**GIVEN INSTRUCTION**
Reproduce the data below word for word, with every line unchanged and in the same order.

**TASK INPUTS**

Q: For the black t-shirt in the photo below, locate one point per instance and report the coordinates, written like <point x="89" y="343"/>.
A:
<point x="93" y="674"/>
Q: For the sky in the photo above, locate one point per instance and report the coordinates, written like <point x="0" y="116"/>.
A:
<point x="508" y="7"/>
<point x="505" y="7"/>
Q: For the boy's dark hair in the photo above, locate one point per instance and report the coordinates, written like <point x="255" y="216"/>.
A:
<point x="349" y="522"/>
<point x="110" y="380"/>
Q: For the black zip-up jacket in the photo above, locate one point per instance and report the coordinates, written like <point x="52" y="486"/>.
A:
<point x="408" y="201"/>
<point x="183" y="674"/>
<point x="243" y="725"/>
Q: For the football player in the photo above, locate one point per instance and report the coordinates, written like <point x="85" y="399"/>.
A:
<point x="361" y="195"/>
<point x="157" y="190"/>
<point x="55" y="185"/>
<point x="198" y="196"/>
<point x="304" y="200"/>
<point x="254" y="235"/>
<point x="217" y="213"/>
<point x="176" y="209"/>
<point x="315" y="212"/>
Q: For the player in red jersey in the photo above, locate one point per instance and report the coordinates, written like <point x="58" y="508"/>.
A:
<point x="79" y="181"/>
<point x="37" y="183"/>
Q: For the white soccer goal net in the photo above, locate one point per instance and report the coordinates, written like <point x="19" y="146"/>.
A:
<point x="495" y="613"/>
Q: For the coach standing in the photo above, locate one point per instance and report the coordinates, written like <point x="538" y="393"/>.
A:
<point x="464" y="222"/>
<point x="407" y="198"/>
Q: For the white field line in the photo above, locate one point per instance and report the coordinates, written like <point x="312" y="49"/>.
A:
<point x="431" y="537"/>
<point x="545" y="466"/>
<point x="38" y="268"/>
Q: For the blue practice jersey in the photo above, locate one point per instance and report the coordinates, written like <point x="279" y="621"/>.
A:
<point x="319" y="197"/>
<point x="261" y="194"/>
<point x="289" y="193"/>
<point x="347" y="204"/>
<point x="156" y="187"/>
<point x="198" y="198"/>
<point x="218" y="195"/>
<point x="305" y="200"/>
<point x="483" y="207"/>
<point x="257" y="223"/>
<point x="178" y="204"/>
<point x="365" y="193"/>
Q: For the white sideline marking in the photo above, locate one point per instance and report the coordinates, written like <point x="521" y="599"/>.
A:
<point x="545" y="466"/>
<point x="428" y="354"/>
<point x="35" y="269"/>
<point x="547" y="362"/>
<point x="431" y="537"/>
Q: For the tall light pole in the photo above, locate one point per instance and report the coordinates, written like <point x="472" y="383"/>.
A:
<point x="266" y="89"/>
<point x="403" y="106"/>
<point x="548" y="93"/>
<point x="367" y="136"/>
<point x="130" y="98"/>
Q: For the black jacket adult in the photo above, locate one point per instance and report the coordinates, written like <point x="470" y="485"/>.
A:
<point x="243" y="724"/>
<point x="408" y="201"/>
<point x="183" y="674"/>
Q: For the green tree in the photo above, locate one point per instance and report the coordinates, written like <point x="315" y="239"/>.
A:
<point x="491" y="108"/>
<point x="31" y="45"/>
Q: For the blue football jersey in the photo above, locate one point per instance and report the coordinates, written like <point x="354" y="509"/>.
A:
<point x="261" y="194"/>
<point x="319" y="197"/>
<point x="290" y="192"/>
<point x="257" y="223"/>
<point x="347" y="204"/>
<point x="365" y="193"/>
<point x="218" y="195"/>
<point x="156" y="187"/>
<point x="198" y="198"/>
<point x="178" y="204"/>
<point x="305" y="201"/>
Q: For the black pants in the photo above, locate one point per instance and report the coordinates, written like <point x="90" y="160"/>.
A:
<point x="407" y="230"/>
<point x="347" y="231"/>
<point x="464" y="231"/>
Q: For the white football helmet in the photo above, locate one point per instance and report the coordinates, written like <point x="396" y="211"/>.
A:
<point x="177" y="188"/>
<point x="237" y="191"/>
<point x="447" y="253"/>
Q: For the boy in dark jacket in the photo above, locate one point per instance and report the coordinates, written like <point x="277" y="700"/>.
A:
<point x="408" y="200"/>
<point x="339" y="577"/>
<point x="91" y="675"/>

**CORRECT ANSWER**
Q: For the black t-shirt in the photo below, locate one point per instance and report the coordinates, written like <point x="89" y="343"/>.
A:
<point x="93" y="674"/>
Q: For the sky in the photo above, locate one point per instance and report the coordinates, written like <point x="0" y="116"/>.
A:
<point x="508" y="7"/>
<point x="505" y="7"/>
Q: For the boy's dark hair in the photo above, locate one point per instance and report the coordinates, written like <point x="255" y="216"/>.
A:
<point x="349" y="522"/>
<point x="110" y="380"/>
Q: For the black zip-up jacket in the photo above, locate one point per instance and report the coordinates, written like <point x="52" y="486"/>.
A:
<point x="408" y="201"/>
<point x="183" y="674"/>
<point x="243" y="725"/>
Q: For the football player in the photo above, locate one point per instance and report the coordinates, written like <point x="85" y="399"/>.
A:
<point x="361" y="195"/>
<point x="157" y="190"/>
<point x="55" y="185"/>
<point x="198" y="196"/>
<point x="304" y="200"/>
<point x="254" y="235"/>
<point x="217" y="213"/>
<point x="176" y="209"/>
<point x="315" y="212"/>
Q: For the player in red jersey in the photo above, locate one point per instance and report the coordinates, written like <point x="58" y="508"/>.
A:
<point x="79" y="181"/>
<point x="37" y="183"/>
Q: For the white soccer goal net in the photo above, locate one point per instance and report the coordinates, written like <point x="19" y="146"/>.
A:
<point x="495" y="613"/>
Q: For the coach standing in the photo above, locate one point per instance and report the coordinates, written like <point x="538" y="393"/>.
A:
<point x="464" y="222"/>
<point x="407" y="198"/>
Q: For the white field line in the photo above, locate one point per instance and report the coordinates, written like <point x="312" y="49"/>.
A:
<point x="431" y="537"/>
<point x="545" y="466"/>
<point x="38" y="268"/>
Q: For the blue practice jersey in the photo above, locate one point per instance and report the coordinates, written like <point x="279" y="621"/>.
A:
<point x="319" y="197"/>
<point x="261" y="194"/>
<point x="289" y="193"/>
<point x="347" y="204"/>
<point x="156" y="187"/>
<point x="198" y="198"/>
<point x="218" y="195"/>
<point x="305" y="200"/>
<point x="483" y="207"/>
<point x="257" y="223"/>
<point x="178" y="204"/>
<point x="365" y="193"/>
Q: For the white sideline marking in the photo above, locate one point per instance and report the coordinates, written like <point x="521" y="599"/>.
A:
<point x="545" y="466"/>
<point x="428" y="354"/>
<point x="35" y="269"/>
<point x="547" y="362"/>
<point x="431" y="537"/>
Q: For the tall light pole in the photo above, locate one point per instance and report the coordinates, written like <point x="472" y="383"/>.
A:
<point x="266" y="89"/>
<point x="403" y="106"/>
<point x="548" y="93"/>
<point x="367" y="136"/>
<point x="130" y="98"/>
Q: For the black jacket adult in the photo above, locate one point per instance and report the coordinates, written like <point x="470" y="485"/>.
A:
<point x="243" y="724"/>
<point x="408" y="201"/>
<point x="183" y="674"/>
Q: For the green tree in the photo above, locate one point per instance and report the coordinates, written like <point x="315" y="239"/>.
A:
<point x="491" y="108"/>
<point x="31" y="45"/>
Q: For the blue football jersey in the photo above, locate one point per instance and report the coordinates, written like <point x="354" y="509"/>.
A:
<point x="261" y="194"/>
<point x="319" y="197"/>
<point x="290" y="192"/>
<point x="257" y="223"/>
<point x="347" y="204"/>
<point x="365" y="193"/>
<point x="218" y="195"/>
<point x="156" y="187"/>
<point x="198" y="198"/>
<point x="178" y="204"/>
<point x="305" y="201"/>
Q: For the black pants in the photo above, locate one point per instance and report the coordinates, written like <point x="90" y="160"/>.
A:
<point x="407" y="230"/>
<point x="347" y="231"/>
<point x="464" y="231"/>
Q: For the white football helmet in the photo above, locate one point per instance and report the coordinates, written like <point x="396" y="211"/>.
A:
<point x="177" y="188"/>
<point x="237" y="191"/>
<point x="447" y="253"/>
Q: For the boy in dark jacket in the photo above, locate one point per instance and report the coordinates, written like <point x="277" y="700"/>.
A:
<point x="408" y="200"/>
<point x="339" y="577"/>
<point x="91" y="675"/>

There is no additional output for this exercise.